= Data supplied =
○ ○ ○ ○
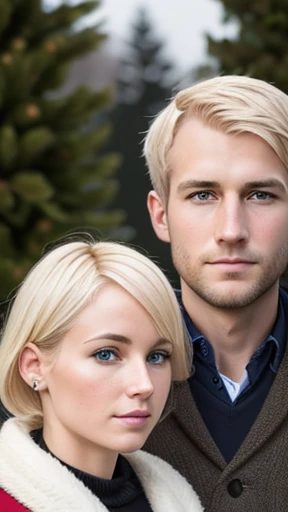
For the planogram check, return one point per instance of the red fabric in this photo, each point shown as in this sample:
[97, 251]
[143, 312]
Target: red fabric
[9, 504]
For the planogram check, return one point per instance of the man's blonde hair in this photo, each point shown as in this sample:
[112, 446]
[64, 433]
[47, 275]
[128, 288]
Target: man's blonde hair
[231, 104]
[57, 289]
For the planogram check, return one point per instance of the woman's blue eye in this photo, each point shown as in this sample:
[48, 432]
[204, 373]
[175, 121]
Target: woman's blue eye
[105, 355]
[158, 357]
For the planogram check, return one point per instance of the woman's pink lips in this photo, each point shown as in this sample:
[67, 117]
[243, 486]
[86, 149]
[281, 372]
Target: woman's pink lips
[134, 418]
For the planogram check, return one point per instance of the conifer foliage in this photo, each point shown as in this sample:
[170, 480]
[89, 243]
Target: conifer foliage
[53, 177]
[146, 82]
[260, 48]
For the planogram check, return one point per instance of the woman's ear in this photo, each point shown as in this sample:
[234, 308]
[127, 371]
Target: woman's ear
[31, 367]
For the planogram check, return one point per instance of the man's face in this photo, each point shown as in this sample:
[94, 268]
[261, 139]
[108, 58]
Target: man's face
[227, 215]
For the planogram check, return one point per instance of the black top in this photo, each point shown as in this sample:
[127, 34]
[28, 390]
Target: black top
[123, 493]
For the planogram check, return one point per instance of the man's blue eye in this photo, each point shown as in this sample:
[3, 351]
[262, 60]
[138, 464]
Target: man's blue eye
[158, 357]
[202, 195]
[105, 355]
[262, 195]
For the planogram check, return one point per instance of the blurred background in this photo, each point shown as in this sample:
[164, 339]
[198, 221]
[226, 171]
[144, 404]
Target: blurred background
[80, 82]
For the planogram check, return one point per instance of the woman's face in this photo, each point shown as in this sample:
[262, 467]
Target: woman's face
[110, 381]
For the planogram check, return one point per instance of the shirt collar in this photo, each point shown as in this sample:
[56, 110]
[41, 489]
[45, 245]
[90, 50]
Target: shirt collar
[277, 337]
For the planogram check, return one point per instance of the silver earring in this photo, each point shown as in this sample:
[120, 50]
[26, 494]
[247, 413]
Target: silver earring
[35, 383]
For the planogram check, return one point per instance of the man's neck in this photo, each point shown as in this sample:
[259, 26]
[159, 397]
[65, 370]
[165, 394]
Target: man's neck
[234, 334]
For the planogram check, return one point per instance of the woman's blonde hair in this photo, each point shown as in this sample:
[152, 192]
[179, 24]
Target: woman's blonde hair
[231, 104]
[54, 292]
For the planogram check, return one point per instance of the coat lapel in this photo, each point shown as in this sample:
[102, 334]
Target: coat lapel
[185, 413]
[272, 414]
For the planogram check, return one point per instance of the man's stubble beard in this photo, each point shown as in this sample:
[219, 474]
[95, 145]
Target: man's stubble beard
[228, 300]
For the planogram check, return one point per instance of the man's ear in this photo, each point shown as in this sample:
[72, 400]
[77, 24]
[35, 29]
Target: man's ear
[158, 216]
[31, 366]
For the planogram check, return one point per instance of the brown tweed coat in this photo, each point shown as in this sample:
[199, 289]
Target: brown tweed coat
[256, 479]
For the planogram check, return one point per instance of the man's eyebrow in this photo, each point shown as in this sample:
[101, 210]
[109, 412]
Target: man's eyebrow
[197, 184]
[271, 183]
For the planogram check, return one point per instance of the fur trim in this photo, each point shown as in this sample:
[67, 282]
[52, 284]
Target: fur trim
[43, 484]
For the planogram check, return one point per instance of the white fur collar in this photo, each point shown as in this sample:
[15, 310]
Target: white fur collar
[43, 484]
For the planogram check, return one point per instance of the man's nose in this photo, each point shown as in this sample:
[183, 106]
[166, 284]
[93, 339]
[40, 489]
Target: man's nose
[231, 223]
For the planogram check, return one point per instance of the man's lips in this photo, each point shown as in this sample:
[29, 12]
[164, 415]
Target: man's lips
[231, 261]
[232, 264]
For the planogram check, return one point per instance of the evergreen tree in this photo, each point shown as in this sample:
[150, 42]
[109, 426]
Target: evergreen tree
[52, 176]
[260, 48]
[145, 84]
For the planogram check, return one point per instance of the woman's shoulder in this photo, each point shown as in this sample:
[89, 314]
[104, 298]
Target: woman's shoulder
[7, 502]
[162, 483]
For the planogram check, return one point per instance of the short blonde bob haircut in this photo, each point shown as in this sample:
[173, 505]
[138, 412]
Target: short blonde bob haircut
○ ○ ○ ○
Set down, unchanged, the line that contains "of the coat" together with every later line in the records, through the last one.

For the planogram check, return one point per instance of the coat lapel in this photo, each point shown as in this sample:
[102, 334]
Target: coat lapel
[185, 413]
[272, 414]
For the planogram check, return one point per instance of the man's stubble beard in this photo, each point shown as in this sample:
[219, 474]
[95, 145]
Target: man's stubble beard
[228, 300]
For the planogram check, return one point per instance of the man's ear in this photo, each point shown as in this sample:
[72, 400]
[77, 24]
[35, 29]
Target: man's ear
[158, 216]
[31, 366]
For the planogram check, return one point per instance of the brown tweed coat in this photo, each point shown as in this sample:
[199, 289]
Target: brown tweed coat
[256, 479]
For the planogram check, return one point per instance of the man's eyebrow in this photo, each point shown as in this sample:
[101, 210]
[109, 412]
Target: man's eyebrow
[197, 184]
[271, 183]
For the planogram check, return one point per instance of the fur trim in this photo, each point shown as in this sample:
[67, 282]
[52, 284]
Target: fur trim
[43, 484]
For the planogram check, return one point per instance of the white fur collar in this photo, each point shown as in this sample:
[15, 310]
Target: white fur collar
[43, 484]
For the planogram check, return one point per instance of the man's nose in this photo, each point shown as in this sample:
[183, 106]
[166, 284]
[93, 339]
[40, 489]
Target: man's nose
[231, 223]
For the planogram check, return one point per instance of the man's lips in this photo, each point shown as in this sample:
[29, 12]
[164, 415]
Target: man's lips
[231, 261]
[232, 264]
For the planogram check, return one point per instance of the evergreen tree in this photo, each point shown as in this sample:
[150, 42]
[109, 426]
Target: evergreen tree
[52, 176]
[260, 48]
[145, 84]
For the planogram check, return one point per instance of the woman's shoulder in this photo, each point shown as in this sample:
[89, 314]
[104, 298]
Target: woman's shoulder
[7, 502]
[162, 483]
For the planogram check, return one point per instance of the short blonde bob haircut in this photo, each point shown as in this sample:
[173, 505]
[138, 412]
Target: short blonde bob haircut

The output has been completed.